◆ Exercise goal: Using the plot summary of the film Gossip below, explain in one to three sentences why Travis is devoted to Derrick.

Gossip is a 2000 American teen psychological thriller film directed by Davis Guggenheim. It is produced by Warner Bros. and stars James Marsden, Lena Headey, Norman Reedus and Kate Hudson.

Plot
On a Northeastern United States college campus, Derrick Webb, Cathy Jones (referred to as simply "Jones") and Travis are students, as well as roommates. Derrick and Jones share an attraction but have not acted on it. Travis is devoted to Derrick as the wealthy Derrick lets the penniless Travis live rent free in the spacious apartment and focus on his art.

They all take a Communications class with Professor Goodwin, in which the subject of gossip is brought up. As they enjoy telling lies, the three decide to start a rumor for their final paper and track the results.

One night, while at a party, they run into Naomi Preston and her boyfriend, Beau Edson. It is common knowledge through the campus that Naomi doesn't sleep around. Jones, in particular, has a problem with Naomi's wealth and sense of entitlement. Furthermore, Naomi seems to have started a rumor about Jones having sex with Goodwin.

While at the party, Derrick meets a girl and brings her upstairs. At this point, the girl becomes ill; from the bathroom, Derrick witnesses Beau and Naomi in the adjacent room kissing. Beau attempts to have sex with Naomi but is rejected. Beau leaves and Naomi passes out. Derrick, Jones and Travis decide to begin a rumor that Naomi and Beau did have sex. The rumor spreads across campus, changing quickly. Jones writes her paper while Travis turns the rumor into an art installation full of warped photos of Naomi.

Eventually Naomi discovers the rumor. Beau denies it but witnesses remember him seemingly celebrating with his friends. Since Naomi doesn't remember anything, she becomes convinced she was raped by Beau; under the encouragement of her friends, she reports it to the police. As a result, Beau is arrested. Jones feels remorse at the turns of events, but Derrick and Travis convince her to stay quiet.

Jones goes to speak to Naomi and realizes she and Derrick went to the same high school, Danbury. However, when she mentions Derrick by name, Naomi freaks and throws her out of her dorm.  When Jones confronts Derrick, he claims not to know Naomi.

Jones travels to Danbury and finds yearbook photos that show Derrick and Naomi were a couple during their time at school. She speaks to a staff member who reveals what happened.  Much like Beau, Naomi refused Derrick, but Derrick did rape Naomi. When Jones confronts Derrick, he claims the sex was consensual, but Naomi made it up so her father would not be upset with her. His reputation at Danbury plummeted and his family turned their backs on him. After seeing Naomi at the party, he admits he wanted to spread a rumor about Naomi as revenge. Jones is horrified but Travis believes Derrick's story.

◆ Data lines:
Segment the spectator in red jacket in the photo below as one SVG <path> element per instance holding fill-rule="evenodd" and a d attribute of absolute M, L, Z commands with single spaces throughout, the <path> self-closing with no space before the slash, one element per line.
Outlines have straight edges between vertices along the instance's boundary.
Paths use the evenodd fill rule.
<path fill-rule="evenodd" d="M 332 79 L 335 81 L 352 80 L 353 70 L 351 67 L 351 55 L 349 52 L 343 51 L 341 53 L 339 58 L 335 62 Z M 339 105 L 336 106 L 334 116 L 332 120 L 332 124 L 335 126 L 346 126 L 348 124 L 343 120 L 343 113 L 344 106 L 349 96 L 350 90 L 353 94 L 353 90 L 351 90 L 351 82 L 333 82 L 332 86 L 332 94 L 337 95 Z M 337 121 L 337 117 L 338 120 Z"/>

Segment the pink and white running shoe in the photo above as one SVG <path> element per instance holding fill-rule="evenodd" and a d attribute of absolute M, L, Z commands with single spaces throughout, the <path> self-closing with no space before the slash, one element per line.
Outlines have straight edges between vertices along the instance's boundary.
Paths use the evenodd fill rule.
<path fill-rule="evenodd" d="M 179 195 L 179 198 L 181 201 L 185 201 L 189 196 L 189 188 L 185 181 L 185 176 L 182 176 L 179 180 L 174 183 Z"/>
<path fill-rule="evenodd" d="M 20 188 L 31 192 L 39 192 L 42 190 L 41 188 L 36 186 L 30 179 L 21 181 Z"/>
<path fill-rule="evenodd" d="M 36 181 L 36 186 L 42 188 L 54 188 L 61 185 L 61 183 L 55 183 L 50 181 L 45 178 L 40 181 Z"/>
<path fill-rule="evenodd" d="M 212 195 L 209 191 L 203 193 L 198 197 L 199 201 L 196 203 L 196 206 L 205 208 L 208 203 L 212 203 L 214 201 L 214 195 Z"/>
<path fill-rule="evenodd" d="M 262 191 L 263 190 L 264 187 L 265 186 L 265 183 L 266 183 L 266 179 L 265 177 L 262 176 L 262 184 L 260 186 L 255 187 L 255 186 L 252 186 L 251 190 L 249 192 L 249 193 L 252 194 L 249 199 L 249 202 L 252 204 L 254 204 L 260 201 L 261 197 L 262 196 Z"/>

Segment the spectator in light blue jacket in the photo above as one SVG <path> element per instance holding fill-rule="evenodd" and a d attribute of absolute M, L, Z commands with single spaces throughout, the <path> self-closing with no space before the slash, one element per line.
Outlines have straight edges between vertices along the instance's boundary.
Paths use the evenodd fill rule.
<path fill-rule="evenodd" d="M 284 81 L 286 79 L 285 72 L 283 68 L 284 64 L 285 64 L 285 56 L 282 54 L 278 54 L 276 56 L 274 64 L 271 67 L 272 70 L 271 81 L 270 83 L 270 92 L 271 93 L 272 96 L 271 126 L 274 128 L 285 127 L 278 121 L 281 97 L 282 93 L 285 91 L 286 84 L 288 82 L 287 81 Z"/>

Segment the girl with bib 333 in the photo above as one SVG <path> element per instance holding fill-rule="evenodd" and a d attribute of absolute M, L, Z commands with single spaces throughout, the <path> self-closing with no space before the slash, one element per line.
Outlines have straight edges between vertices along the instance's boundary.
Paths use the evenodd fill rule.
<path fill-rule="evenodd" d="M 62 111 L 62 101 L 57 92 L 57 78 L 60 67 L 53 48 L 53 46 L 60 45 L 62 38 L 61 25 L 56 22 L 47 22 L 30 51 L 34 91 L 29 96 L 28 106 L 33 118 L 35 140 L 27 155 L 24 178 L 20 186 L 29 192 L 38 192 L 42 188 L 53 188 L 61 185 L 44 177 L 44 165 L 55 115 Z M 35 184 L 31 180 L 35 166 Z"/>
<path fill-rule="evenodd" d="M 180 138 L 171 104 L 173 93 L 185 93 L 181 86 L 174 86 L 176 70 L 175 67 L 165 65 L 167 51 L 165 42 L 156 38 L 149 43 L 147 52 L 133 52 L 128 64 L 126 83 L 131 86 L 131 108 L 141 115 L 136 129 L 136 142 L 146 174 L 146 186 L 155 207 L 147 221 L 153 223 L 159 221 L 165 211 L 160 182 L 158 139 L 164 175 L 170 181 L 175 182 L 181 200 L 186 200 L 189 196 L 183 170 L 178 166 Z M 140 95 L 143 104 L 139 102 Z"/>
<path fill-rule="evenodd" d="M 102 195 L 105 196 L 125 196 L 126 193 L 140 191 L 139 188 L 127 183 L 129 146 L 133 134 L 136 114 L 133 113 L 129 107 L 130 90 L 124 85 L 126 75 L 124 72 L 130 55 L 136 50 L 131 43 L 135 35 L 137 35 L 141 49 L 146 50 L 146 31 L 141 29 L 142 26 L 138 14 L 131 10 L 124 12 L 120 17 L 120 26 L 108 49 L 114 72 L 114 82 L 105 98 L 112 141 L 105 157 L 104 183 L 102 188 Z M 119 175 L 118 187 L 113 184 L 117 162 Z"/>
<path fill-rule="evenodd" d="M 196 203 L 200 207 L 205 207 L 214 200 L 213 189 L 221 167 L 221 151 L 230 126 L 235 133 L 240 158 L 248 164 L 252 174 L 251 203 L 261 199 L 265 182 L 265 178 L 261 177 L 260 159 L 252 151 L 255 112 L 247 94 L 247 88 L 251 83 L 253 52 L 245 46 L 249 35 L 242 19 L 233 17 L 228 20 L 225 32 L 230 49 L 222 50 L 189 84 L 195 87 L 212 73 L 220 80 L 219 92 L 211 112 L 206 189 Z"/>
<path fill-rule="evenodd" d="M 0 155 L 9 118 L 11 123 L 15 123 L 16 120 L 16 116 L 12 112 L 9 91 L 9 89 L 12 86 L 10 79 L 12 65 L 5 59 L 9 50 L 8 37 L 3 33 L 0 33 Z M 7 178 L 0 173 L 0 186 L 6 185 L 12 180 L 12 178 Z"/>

◆ Right answer: Travis is devoted to Derrick because Derrick is wealthy and lets the penniless Travis live rent free in their spacious apartment. This lets Travis focus on his art.